# Aim of the exercise
Show each line of the listing in which the word "damaged" occurs.

● ● ● ● ●

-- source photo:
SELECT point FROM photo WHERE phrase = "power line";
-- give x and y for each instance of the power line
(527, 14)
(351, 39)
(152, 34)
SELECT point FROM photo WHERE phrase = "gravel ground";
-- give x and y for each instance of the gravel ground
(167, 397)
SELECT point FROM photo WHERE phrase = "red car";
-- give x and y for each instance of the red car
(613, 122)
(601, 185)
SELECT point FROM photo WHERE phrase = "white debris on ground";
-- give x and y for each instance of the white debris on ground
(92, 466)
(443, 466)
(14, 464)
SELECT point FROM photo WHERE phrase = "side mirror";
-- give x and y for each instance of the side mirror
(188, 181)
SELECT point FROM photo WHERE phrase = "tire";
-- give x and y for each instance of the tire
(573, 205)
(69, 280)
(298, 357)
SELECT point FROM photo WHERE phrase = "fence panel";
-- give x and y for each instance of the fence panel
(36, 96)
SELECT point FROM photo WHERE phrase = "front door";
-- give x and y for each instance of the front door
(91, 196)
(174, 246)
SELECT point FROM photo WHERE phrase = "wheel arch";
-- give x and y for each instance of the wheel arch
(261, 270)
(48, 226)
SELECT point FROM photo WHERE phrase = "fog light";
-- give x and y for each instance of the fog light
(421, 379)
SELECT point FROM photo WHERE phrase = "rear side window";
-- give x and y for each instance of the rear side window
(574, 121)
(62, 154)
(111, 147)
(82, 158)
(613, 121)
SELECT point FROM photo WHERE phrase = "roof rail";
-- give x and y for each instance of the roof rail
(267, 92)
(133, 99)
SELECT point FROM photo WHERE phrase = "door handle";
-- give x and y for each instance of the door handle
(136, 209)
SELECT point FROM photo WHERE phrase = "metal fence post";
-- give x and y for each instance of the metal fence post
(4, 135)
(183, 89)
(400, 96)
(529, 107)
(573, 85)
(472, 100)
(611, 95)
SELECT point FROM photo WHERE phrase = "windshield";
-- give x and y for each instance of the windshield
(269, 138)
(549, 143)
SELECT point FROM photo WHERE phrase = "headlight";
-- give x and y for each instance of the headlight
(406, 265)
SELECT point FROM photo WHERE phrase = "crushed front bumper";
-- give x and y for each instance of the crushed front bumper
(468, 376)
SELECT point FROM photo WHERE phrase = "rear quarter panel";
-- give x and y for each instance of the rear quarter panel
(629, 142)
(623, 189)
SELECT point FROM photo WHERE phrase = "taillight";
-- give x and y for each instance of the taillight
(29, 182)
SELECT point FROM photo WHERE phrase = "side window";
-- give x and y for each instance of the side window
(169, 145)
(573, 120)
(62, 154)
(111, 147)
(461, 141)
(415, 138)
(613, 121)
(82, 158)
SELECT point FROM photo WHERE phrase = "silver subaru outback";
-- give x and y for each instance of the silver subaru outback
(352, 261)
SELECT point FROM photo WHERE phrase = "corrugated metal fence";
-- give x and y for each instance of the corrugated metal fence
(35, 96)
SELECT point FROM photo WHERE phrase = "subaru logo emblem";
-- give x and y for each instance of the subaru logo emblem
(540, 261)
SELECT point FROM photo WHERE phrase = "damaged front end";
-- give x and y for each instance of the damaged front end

● ● ● ● ●

# Answer to this problem
SELECT point FROM photo WHERE phrase = "damaged front end";
-- give x and y for each instance of the damaged front end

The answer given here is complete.